***** Input material *****

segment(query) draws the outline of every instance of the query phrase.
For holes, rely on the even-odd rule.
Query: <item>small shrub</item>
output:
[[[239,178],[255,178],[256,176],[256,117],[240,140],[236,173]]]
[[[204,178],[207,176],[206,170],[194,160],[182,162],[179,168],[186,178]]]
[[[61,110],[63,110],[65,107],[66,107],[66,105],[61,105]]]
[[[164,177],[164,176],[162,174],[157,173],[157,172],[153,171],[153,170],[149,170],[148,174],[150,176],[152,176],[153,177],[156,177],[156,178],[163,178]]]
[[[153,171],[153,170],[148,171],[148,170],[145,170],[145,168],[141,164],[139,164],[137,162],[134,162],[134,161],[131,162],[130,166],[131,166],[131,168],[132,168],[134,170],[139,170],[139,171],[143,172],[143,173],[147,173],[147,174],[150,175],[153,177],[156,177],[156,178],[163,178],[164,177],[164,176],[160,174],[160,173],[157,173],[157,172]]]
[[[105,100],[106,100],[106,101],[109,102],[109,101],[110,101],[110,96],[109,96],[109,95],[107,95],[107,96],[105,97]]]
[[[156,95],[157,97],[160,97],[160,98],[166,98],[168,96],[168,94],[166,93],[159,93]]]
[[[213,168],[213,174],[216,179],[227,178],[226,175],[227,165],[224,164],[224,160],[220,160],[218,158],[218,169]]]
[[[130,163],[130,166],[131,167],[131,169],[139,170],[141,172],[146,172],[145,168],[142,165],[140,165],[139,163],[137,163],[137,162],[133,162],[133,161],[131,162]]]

*****

Prompt |
Could you arrange all the rows above as a numbered list, leaving out any blank lines?

Full answer |
1. segment(query) draws the outline of every instance of the query phrase.
2. For holes, rely on the even-odd rule.
3. Query: <item>small shrub</item>
4. output:
5. [[[239,178],[255,178],[256,176],[256,117],[240,140],[236,173]]]
6. [[[204,178],[207,176],[206,170],[194,160],[182,162],[179,168],[186,178]]]
7. [[[61,110],[63,110],[65,107],[66,107],[66,105],[61,105]]]
8. [[[164,177],[164,176],[162,174],[157,173],[157,172],[153,171],[153,170],[149,170],[148,174],[150,176],[152,176],[153,177],[156,177],[156,178],[163,178]]]
9. [[[153,171],[153,170],[148,171],[148,170],[145,170],[145,168],[141,164],[139,164],[137,162],[134,162],[134,161],[131,162],[130,166],[131,166],[131,168],[132,168],[134,170],[139,170],[139,171],[143,172],[143,173],[147,173],[147,174],[150,175],[153,177],[156,177],[156,178],[163,178],[164,177],[164,176],[160,174],[160,173],[157,173],[157,172]]]
10. [[[105,100],[106,100],[106,101],[109,102],[109,101],[110,101],[110,96],[109,96],[109,95],[107,95],[107,96],[105,97]]]
11. [[[156,95],[157,97],[160,97],[160,98],[166,98],[168,96],[168,94],[166,93],[159,93]]]
12. [[[213,168],[213,174],[216,179],[227,178],[226,175],[227,165],[224,164],[224,160],[220,160],[218,158],[218,169]]]
13. [[[130,163],[130,166],[131,167],[131,169],[139,170],[141,172],[146,172],[145,168],[142,165],[140,165],[139,163],[137,163],[137,162],[133,162],[133,161],[131,162]]]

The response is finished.